## Work to complete
Return every line of the material below unchanged, character for character.

(Items from a dataset)
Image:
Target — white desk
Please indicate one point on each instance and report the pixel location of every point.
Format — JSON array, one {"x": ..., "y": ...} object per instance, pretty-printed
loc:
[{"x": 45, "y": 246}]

## Result
Image:
Target — white desk
Please indicate one point on each instance and report the pixel location of every point.
Format — JSON array, one {"x": ..., "y": ...} object per instance, pretty-printed
loc:
[{"x": 45, "y": 246}]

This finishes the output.